==== MATERIAL FOR THIS EXERCISE ====

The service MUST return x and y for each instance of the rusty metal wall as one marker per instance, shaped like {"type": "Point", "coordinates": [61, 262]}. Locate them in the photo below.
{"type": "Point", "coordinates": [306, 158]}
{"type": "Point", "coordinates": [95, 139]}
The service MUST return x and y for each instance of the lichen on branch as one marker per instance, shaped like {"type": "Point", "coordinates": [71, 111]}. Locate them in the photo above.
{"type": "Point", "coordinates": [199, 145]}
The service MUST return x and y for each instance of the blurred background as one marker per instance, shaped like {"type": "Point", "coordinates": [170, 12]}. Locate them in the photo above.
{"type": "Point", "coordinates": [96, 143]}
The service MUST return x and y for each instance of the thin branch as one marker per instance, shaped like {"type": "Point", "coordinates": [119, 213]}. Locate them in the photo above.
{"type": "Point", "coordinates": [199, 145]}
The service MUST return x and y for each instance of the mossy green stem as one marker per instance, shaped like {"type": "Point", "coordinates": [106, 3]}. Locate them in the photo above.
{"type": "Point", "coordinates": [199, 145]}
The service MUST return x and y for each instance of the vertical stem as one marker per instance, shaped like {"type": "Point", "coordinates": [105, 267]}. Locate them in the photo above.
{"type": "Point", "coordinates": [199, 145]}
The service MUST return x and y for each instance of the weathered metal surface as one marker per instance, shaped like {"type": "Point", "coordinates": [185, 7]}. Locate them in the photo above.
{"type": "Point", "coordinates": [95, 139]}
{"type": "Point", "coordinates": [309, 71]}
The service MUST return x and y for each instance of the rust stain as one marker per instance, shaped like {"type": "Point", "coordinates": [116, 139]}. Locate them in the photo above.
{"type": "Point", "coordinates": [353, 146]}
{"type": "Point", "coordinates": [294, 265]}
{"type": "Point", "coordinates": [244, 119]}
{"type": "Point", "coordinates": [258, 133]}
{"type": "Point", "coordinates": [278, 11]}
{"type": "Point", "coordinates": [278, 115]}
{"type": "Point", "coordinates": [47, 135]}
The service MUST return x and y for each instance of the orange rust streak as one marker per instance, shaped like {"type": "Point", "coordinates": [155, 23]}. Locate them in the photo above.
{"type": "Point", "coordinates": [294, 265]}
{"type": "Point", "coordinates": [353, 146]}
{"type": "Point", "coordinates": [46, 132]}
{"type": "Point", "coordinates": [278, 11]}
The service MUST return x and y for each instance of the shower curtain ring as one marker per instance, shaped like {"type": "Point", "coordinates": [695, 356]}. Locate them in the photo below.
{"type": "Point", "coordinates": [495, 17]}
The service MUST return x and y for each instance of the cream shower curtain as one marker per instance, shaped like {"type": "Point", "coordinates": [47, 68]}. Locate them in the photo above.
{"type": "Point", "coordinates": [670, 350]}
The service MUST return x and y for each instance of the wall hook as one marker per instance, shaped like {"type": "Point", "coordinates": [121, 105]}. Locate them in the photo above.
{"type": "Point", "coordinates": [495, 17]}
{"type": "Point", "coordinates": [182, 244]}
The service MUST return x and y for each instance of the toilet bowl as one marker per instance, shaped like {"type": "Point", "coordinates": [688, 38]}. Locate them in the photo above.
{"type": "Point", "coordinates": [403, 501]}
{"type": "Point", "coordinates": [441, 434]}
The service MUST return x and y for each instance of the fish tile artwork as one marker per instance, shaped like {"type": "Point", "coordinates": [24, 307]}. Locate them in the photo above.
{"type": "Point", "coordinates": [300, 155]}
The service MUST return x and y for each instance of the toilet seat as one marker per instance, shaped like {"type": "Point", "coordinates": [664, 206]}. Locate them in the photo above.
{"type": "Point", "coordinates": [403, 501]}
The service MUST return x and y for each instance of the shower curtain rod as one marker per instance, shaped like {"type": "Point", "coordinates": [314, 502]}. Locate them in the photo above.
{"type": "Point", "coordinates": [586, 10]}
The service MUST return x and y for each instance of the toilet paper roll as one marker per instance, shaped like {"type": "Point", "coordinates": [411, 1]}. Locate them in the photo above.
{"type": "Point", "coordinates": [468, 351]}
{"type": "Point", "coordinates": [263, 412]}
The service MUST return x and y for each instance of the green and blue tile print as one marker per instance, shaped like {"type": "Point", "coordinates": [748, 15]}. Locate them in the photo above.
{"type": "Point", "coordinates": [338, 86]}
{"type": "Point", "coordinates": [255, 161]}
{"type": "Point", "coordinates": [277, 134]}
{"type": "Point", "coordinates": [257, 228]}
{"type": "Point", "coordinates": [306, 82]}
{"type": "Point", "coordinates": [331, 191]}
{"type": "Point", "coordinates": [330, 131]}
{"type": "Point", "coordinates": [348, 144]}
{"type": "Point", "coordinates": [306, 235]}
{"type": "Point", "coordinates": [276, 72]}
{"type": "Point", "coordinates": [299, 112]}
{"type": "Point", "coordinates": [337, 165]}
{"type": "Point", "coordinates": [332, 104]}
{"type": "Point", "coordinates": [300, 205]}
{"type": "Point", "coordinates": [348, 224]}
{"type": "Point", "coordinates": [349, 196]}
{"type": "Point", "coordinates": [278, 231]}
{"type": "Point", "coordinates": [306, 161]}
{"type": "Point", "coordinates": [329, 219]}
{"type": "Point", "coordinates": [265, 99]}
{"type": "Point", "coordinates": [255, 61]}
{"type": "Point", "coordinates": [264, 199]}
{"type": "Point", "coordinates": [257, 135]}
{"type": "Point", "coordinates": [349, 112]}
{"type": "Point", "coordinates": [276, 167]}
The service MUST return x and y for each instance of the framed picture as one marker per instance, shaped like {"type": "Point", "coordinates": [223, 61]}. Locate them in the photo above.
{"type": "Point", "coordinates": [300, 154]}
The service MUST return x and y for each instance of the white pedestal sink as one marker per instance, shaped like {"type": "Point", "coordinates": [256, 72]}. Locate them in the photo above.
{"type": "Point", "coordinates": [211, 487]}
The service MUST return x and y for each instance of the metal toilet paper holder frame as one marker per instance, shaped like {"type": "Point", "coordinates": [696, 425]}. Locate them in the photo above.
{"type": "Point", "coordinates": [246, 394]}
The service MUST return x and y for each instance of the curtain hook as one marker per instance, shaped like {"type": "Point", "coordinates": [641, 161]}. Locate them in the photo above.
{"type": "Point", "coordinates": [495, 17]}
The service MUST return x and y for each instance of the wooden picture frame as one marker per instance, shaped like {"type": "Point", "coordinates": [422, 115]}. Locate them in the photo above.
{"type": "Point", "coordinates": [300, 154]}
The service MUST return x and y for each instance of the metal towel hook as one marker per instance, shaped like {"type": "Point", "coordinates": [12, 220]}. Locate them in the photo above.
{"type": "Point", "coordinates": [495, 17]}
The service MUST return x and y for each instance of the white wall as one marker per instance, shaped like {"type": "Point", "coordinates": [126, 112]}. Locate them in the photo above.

====

WRITTEN INSTRUCTION: Take the lines above and retype all of them exactly.

RESPONSE:
The service MUST return x and y for each instance of the rusty metal wall as one marker per instance, shaped like {"type": "Point", "coordinates": [61, 262]}. Locate them in the photo below.
{"type": "Point", "coordinates": [306, 158]}
{"type": "Point", "coordinates": [95, 139]}
The service MUST return x and y for each instance of the lichen on branch as one marker per instance, shaped like {"type": "Point", "coordinates": [71, 111]}. Locate them in the photo above.
{"type": "Point", "coordinates": [199, 145]}
The service MUST return x and y for each instance of the blurred background as one marker per instance, shaped like {"type": "Point", "coordinates": [170, 12]}. Locate them in the photo above.
{"type": "Point", "coordinates": [96, 143]}
The service MUST return x and y for each instance of the thin branch as one marker per instance, shaped like {"type": "Point", "coordinates": [119, 213]}. Locate them in the photo above.
{"type": "Point", "coordinates": [199, 145]}
The service MUST return x and y for each instance of the mossy green stem as one marker per instance, shaped like {"type": "Point", "coordinates": [106, 3]}. Locate them in the photo above.
{"type": "Point", "coordinates": [199, 145]}
The service MUST return x and y for each instance of the vertical stem as one marker per instance, shaped like {"type": "Point", "coordinates": [105, 267]}. Locate them in the photo above.
{"type": "Point", "coordinates": [199, 145]}
The service MUST return x and y for each instance of the weathered metal surface as one marker per instance, shaped like {"type": "Point", "coordinates": [185, 7]}. Locate them in the photo above.
{"type": "Point", "coordinates": [95, 139]}
{"type": "Point", "coordinates": [309, 71]}
The service MUST return x and y for each instance of the rust stain as one marker per instance, shaped like {"type": "Point", "coordinates": [116, 139]}. Locate them in the photo above.
{"type": "Point", "coordinates": [353, 146]}
{"type": "Point", "coordinates": [294, 265]}
{"type": "Point", "coordinates": [244, 119]}
{"type": "Point", "coordinates": [258, 133]}
{"type": "Point", "coordinates": [278, 11]}
{"type": "Point", "coordinates": [278, 115]}
{"type": "Point", "coordinates": [47, 135]}
The service MUST return x and y for each instance of the orange rust streak as one marker per instance, shaped like {"type": "Point", "coordinates": [155, 23]}. Locate them in the photo above.
{"type": "Point", "coordinates": [294, 265]}
{"type": "Point", "coordinates": [353, 146]}
{"type": "Point", "coordinates": [46, 132]}
{"type": "Point", "coordinates": [278, 11]}
The service MUST return x and y for each instance of the shower curtain ring as one marker per instance, shaped like {"type": "Point", "coordinates": [695, 356]}. Locate them in the photo below.
{"type": "Point", "coordinates": [495, 17]}
The service MUST return x and y for each instance of the cream shower curtain as one marker per instance, shaped like {"type": "Point", "coordinates": [47, 68]}. Locate them in the photo above.
{"type": "Point", "coordinates": [670, 350]}
The service MUST return x and y for each instance of the wall hook as one marker per instance, shaped like {"type": "Point", "coordinates": [121, 105]}. Locate them in the photo above.
{"type": "Point", "coordinates": [495, 17]}
{"type": "Point", "coordinates": [182, 244]}
The service MUST return x and y for each instance of the toilet bowl as one marker per instance, shaped like {"type": "Point", "coordinates": [688, 38]}. Locate them in the photo above.
{"type": "Point", "coordinates": [403, 501]}
{"type": "Point", "coordinates": [441, 434]}
The service MUST return x and y for each instance of the fish tile artwork as one marker per instance, shaped like {"type": "Point", "coordinates": [24, 307]}. Locate them in the photo above.
{"type": "Point", "coordinates": [300, 155]}
The service MUST return x and y for each instance of the toilet seat as one marker per instance, shaped like {"type": "Point", "coordinates": [664, 206]}. Locate them in the photo above.
{"type": "Point", "coordinates": [403, 501]}
The service MUST return x and y for each instance of the shower curtain rod as one marker per instance, shaped like {"type": "Point", "coordinates": [314, 502]}. Locate them in the photo above.
{"type": "Point", "coordinates": [586, 10]}
The service MUST return x and y for each instance of the toilet paper roll as one marker per instance, shaped like {"type": "Point", "coordinates": [411, 1]}. Locate them in the photo above.
{"type": "Point", "coordinates": [468, 351]}
{"type": "Point", "coordinates": [263, 412]}
The service MUST return x and y for each instance of the green and blue tile print as one marker per instance, shaped like {"type": "Point", "coordinates": [748, 15]}. Locate them in the photo above.
{"type": "Point", "coordinates": [338, 86]}
{"type": "Point", "coordinates": [255, 161]}
{"type": "Point", "coordinates": [277, 134]}
{"type": "Point", "coordinates": [257, 228]}
{"type": "Point", "coordinates": [306, 82]}
{"type": "Point", "coordinates": [331, 191]}
{"type": "Point", "coordinates": [330, 131]}
{"type": "Point", "coordinates": [348, 144]}
{"type": "Point", "coordinates": [306, 235]}
{"type": "Point", "coordinates": [276, 72]}
{"type": "Point", "coordinates": [299, 112]}
{"type": "Point", "coordinates": [337, 165]}
{"type": "Point", "coordinates": [332, 104]}
{"type": "Point", "coordinates": [300, 205]}
{"type": "Point", "coordinates": [348, 224]}
{"type": "Point", "coordinates": [349, 196]}
{"type": "Point", "coordinates": [278, 231]}
{"type": "Point", "coordinates": [306, 161]}
{"type": "Point", "coordinates": [329, 219]}
{"type": "Point", "coordinates": [265, 99]}
{"type": "Point", "coordinates": [255, 61]}
{"type": "Point", "coordinates": [264, 199]}
{"type": "Point", "coordinates": [257, 135]}
{"type": "Point", "coordinates": [349, 112]}
{"type": "Point", "coordinates": [276, 167]}
The service MUST return x and y for each instance of the framed picture as one marker per instance, shaped like {"type": "Point", "coordinates": [223, 61]}. Locate them in the photo above.
{"type": "Point", "coordinates": [300, 154]}
The service MUST return x and y for each instance of the white pedestal sink as one marker per instance, shaped like {"type": "Point", "coordinates": [256, 72]}. Locate them in the photo above.
{"type": "Point", "coordinates": [211, 487]}
The service MUST return x and y for each instance of the metal toilet paper holder frame as one marker per instance, shaped like {"type": "Point", "coordinates": [696, 425]}. Locate them in the photo above.
{"type": "Point", "coordinates": [246, 394]}
The service MUST return x and y for each instance of the curtain hook as one marker per instance, shaped like {"type": "Point", "coordinates": [641, 161]}. Locate them in the photo above.
{"type": "Point", "coordinates": [495, 17]}
The service MUST return x and y for each instance of the wooden picture frame as one marker per instance, shaped like {"type": "Point", "coordinates": [422, 115]}. Locate them in the photo above.
{"type": "Point", "coordinates": [300, 154]}
The service MUST return x and y for each instance of the metal towel hook as one marker per instance, shaped like {"type": "Point", "coordinates": [12, 220]}. Locate them in the photo above.
{"type": "Point", "coordinates": [495, 17]}
The service MUST return x and y for each instance of the white wall as one marker per instance, shaped like {"type": "Point", "coordinates": [126, 112]}. Locate them in the photo above.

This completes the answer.